[start]

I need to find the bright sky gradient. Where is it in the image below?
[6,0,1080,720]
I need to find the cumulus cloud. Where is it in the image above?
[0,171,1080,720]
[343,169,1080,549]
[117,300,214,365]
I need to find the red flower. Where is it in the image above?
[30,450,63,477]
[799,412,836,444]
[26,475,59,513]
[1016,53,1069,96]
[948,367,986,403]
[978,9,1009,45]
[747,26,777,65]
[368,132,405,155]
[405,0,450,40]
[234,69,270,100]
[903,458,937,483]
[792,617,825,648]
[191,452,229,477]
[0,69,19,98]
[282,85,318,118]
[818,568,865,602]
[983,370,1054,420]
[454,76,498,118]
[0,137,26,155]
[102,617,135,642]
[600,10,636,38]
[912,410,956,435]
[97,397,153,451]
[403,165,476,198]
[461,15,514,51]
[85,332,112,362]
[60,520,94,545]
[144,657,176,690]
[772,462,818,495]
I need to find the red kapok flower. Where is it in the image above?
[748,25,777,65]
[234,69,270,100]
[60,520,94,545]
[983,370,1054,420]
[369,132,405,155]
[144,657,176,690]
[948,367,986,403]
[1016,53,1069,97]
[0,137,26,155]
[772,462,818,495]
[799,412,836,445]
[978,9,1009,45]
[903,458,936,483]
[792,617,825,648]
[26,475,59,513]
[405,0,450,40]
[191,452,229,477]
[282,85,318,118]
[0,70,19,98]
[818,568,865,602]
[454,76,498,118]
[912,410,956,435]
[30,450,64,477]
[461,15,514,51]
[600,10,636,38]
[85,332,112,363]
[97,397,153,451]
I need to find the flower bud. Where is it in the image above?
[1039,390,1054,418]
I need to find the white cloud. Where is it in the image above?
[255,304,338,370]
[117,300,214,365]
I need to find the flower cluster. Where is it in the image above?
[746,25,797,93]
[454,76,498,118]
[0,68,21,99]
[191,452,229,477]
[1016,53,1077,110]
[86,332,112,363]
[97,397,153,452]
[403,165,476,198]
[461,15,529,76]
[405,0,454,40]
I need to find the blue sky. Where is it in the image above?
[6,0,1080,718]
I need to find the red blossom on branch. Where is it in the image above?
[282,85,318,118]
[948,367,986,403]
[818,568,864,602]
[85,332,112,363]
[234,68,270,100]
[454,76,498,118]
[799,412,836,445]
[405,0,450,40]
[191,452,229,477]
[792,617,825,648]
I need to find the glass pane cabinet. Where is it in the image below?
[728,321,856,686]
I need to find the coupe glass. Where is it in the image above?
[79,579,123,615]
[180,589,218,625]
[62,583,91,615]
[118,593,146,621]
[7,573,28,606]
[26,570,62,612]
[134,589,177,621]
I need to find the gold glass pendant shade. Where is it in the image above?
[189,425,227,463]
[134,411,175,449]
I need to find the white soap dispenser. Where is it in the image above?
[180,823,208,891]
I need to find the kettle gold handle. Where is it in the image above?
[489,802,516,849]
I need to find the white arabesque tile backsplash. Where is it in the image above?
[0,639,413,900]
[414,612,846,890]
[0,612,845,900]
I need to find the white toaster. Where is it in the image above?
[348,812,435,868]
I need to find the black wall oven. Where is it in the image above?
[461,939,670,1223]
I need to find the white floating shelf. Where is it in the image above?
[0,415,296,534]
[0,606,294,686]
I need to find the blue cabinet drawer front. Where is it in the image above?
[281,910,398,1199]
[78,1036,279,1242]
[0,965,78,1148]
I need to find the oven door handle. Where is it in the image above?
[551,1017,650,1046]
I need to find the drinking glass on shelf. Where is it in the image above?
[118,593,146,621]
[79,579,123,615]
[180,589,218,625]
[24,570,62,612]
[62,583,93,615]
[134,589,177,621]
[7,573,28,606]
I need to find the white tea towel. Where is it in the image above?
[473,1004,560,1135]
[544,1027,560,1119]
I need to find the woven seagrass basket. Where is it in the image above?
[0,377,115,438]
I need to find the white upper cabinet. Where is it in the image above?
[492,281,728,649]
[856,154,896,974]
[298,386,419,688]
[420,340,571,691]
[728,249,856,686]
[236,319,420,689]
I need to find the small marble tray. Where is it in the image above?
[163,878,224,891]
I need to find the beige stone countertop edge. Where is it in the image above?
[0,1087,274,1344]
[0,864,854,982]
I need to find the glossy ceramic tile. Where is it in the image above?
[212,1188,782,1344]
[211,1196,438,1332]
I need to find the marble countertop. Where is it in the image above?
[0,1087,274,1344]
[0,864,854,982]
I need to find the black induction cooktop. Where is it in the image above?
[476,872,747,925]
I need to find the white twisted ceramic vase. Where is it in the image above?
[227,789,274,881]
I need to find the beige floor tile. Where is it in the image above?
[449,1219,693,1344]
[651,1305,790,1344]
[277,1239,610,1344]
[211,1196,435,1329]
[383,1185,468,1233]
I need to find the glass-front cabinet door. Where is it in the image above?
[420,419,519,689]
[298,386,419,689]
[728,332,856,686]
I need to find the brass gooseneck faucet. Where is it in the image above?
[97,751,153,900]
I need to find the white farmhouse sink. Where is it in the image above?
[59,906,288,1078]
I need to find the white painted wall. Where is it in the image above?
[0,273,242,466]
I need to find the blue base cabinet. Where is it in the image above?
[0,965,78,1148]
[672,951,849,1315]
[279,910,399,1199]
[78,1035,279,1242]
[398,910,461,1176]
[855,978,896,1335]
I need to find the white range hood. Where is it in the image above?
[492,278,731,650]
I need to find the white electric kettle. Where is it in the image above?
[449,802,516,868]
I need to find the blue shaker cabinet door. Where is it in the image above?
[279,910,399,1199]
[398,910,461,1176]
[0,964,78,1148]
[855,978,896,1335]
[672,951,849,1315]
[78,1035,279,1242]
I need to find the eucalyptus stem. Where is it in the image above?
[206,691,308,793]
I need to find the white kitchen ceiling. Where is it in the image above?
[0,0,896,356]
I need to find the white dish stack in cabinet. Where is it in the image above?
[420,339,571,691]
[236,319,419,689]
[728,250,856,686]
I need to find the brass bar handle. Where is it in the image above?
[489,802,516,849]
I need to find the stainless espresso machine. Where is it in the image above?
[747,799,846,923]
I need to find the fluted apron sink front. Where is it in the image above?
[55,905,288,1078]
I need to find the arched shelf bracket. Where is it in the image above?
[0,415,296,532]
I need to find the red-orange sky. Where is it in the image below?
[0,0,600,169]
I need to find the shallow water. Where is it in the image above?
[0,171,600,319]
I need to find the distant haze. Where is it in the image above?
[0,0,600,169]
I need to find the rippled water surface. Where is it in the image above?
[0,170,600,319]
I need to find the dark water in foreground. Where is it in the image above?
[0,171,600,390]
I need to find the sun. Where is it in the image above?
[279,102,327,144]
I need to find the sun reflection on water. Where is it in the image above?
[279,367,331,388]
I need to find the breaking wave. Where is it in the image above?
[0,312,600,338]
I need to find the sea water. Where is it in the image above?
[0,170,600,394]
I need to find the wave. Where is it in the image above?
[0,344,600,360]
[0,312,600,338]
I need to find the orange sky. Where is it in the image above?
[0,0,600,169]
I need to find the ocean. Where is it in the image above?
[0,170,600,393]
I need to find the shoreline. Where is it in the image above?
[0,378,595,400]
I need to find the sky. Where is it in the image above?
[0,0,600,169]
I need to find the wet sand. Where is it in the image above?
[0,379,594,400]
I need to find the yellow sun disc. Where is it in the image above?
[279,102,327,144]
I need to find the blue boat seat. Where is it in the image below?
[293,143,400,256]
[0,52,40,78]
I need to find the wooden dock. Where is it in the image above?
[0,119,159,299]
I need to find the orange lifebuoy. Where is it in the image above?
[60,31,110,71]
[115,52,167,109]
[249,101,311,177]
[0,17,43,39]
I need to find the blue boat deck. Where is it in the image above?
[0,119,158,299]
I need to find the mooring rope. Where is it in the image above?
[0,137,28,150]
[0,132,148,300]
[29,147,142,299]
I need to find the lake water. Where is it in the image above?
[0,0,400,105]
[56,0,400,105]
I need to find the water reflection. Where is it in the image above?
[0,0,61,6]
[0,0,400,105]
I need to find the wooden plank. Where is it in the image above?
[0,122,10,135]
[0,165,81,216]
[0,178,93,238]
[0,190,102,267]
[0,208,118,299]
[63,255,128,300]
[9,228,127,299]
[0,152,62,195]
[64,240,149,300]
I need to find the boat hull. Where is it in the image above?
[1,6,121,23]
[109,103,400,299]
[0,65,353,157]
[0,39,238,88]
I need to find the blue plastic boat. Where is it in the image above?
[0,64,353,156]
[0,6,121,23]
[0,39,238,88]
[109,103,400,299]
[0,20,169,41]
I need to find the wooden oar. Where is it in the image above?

[end]

WHAT IS REQUIRED »
Convert the material above into a Markdown table with the columns Row and Line, beginning at the line that contains "I need to find the water" and continuing through the end of the material. Number each row under Row, place the corresponding line under Line, and omit blank lines.

RESULT OF THE EXERCISE »
| Row | Line |
|---|---|
| 1 | I need to find the water reflection. Where is it in the image above? |
| 2 | [0,0,61,6] |
| 3 | [0,0,400,105] |
| 4 | I need to find the wooden plank. Where is it in the image above? |
| 5 | [0,122,10,135] |
| 6 | [0,165,81,216] |
| 7 | [0,178,93,238] |
| 8 | [0,190,102,267] |
| 9 | [0,208,118,299] |
| 10 | [63,255,128,300] |
| 11 | [9,228,127,299] |
| 12 | [0,152,62,195] |
| 13 | [64,240,149,300] |
| 14 | I need to find the boat hull. Where is it in the image above? |
| 15 | [1,6,121,23] |
| 16 | [109,103,400,299] |
| 17 | [0,65,353,157] |
| 18 | [0,39,238,88] |
| 19 | I need to find the blue plastic boat. Where is it in the image above? |
| 20 | [0,64,353,156] |
| 21 | [0,6,121,23] |
| 22 | [0,39,238,88] |
| 23 | [109,103,400,299] |
| 24 | [0,20,169,41] |
| 25 | I need to find the wooden oar. Where is it in the image above? |